-- 課題内容 --
次の(a)〜(c)が提示テキストの内容と一致するかを「はい」か「いいえ」で答え、判断の根拠となる語句をテキストからそのまま引用してください。(a) EQSの全幅は1925mmである。(b) EQSのホイールベースは「S 400 d Long」よりも長い。(c) 「EQS 53 4MATIC+」はMercedes-AMG初のBEVである。

ここでは、内外装のデザインや特徴的な装備についてピックアップします。
ボディサイズは、全長5225×全幅1925×全高1520mmで、ホイールベースは3210mm。
内燃機関仕様の「S 400 d Long」の全長5290×全幅1920×全高1505mm、ホイールベース3215mmよりも60mmほど全長は短いものの、この巨体になってくると、見た目ではほとんど差を抱かせないはず。
また、近年のメルセデス各モデルは、燃費向上に必須である空力性能の高さを感じさせる滑らかなボディ表面が印象的です。セダンであってもクーペルックといえる流麗なボディラインが目を惹きます。
そのため、遠目から見ると似通って見えるモデルもあるのは、デザイン言語に基づいた造形であるのはもちろん、空力性能を追求していった結果ともいえます。
エンジンが搭載されないEQSは、前後オーバーハングが短いのも特徴で、BEVであることを印象付けるのと同時に最新技術によるフラッシュサーフェイス化を実現しているように映ります。
近年のメルセデスは、官能的純粋と表現する「Sensual Purity(センシュアルピュリティ)」という思想のもと、エクステリアデザインを構築していて、EQSもグラマラスなボディラインを基調に、継ぎ目が少ないシームレスなデザインが与えられています。
Mercedes-AMG初となるBEVでもある「EQS 53 4MATIC+」は、こうしたデザインを基調にしながらもアグレッシブなディテールを備えています。
EVらしさがあるのは、「ブラックパネル」と呼ばれるユニットに統合されたフロントマスク。超音波センサーをはじめ、カメラ、レーダーセンサーなどの先進安全装備、運転支援向けのセンサーが車外から見えないように組み込まれています。

-- データレコード --
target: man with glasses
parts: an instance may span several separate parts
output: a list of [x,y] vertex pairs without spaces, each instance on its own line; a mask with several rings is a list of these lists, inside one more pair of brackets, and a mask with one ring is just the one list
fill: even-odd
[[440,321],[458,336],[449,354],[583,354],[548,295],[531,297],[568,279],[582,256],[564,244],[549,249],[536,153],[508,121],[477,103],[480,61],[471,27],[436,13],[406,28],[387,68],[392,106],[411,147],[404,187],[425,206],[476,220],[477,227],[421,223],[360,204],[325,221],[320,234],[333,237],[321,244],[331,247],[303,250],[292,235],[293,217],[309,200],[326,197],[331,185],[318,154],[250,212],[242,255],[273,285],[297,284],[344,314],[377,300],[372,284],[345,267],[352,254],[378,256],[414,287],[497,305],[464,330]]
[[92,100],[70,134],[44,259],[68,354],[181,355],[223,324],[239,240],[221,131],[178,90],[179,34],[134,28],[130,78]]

-- 解答 --
(a) はい。「全長5225×全幅1925×全高1520mm」
(b) いいえ。「ホイールベースは3210mm」「ホイールベース3215mm」
(c) はい。「Mercedes-AMG初となるBEVでもある「EQS 53 4MATIC+」」